■ Document
>> Start

Springtime for fiber optics

The mood at OFC/NFOEC in San Diego was significantly brighter this year. Broadband stimulus awards to FTTH projects have underscored optical communications’ lead in the last mile. Meanwhile, carriers have interest in a new generation of 40- and 100-Gbps optical interfaces on platforms that provide greater wavelength agility. In the enterprise, bandwidth demands continue to grow as well.

Wall Street has taken notice. Company valuations have risen. Finisar’s recent commercial offering was oversubscribed; Calix launched a successful IPO. Some analysts still doubt Ciena’s ability to absorb and leverage its newly acquired Nortel assets, but the company itself is confident and attacking the market aggressively.

In short, the recession—at least as far as revenues and job openings at fiber-optic companies are concerned—appears to be over.

While it may be tempting to just catch their collective breath, companies in this space need to work as hard in this economic springtime as they did to survive the financial winter recently past. Just
because the sun is shining doesn’t mean everyone is going to grow.

>> End

■ Stated goal a
Which company launched a successful IPO, according to the fiber-optics article?

■ Recorded data
>> Start

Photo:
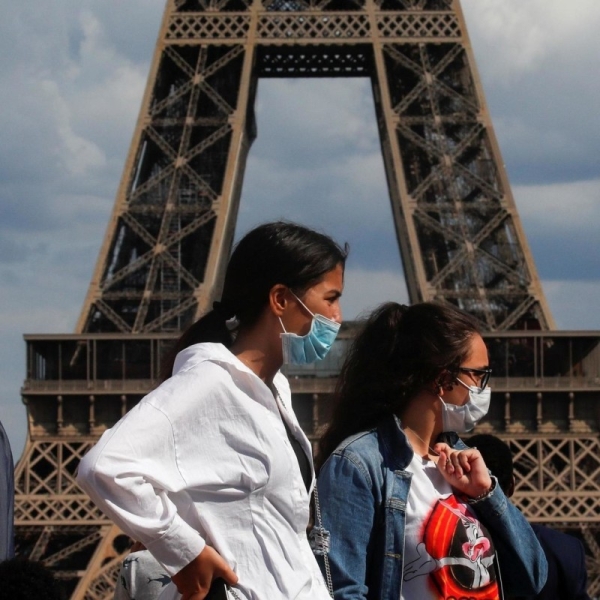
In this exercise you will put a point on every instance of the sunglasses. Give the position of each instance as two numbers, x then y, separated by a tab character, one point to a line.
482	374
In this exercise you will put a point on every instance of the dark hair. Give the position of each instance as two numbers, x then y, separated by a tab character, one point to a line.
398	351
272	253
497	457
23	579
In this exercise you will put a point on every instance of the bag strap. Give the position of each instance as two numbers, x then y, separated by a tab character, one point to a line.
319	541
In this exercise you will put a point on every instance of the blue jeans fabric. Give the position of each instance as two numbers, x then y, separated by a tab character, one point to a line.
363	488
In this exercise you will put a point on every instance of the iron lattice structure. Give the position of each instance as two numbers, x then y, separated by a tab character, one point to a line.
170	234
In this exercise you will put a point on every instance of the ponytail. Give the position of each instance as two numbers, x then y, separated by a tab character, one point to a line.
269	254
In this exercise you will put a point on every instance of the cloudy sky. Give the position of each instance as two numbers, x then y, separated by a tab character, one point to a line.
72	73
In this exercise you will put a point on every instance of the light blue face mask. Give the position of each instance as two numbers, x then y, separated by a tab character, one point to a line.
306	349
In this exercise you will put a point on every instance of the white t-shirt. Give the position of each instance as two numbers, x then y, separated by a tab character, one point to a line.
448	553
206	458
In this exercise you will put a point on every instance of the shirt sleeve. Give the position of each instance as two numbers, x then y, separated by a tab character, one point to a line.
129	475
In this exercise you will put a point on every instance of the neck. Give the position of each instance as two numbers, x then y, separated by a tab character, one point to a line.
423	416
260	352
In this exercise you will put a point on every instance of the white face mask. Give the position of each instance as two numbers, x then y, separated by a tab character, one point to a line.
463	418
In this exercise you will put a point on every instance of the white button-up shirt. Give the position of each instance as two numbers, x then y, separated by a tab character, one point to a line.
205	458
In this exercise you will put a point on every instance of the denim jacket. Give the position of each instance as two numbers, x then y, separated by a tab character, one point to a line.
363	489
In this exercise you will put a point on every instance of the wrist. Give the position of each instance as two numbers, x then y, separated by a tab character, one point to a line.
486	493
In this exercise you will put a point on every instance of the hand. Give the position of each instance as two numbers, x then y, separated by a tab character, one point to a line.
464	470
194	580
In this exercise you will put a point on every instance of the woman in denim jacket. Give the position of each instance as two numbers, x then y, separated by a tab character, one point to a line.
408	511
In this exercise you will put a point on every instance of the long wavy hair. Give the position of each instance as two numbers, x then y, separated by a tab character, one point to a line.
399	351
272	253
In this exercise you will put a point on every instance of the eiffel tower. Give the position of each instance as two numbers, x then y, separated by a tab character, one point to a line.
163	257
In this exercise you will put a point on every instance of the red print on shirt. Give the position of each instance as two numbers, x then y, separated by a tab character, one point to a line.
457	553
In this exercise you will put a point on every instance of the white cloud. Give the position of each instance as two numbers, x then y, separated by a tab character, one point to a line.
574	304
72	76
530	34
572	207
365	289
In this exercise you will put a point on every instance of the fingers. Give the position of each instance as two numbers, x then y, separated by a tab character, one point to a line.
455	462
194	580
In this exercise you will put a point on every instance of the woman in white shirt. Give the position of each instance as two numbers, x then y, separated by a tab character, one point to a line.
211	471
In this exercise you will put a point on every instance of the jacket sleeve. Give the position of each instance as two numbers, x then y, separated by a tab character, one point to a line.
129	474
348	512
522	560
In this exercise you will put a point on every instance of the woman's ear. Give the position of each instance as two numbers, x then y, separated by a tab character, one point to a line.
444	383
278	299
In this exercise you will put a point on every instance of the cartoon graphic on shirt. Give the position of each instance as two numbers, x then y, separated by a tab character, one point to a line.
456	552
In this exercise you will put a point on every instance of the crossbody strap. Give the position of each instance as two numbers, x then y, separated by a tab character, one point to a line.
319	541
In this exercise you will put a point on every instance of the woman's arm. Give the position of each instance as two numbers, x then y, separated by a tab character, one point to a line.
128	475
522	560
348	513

>> End

■ Stated goal b
Report each line in the records that contains the word "face", treating uppercase and lowercase as different.

■ Expected answer a
Calix

■ Expected answer b
In this exercise you will put a point on every instance of the light blue face mask. Give the position of each instance as two numbers, x then y, separated by a tab character, one point to a line.
In this exercise you will put a point on every instance of the white face mask. Give the position of each instance as two numbers, x then y, separated by a tab character, one point to a line.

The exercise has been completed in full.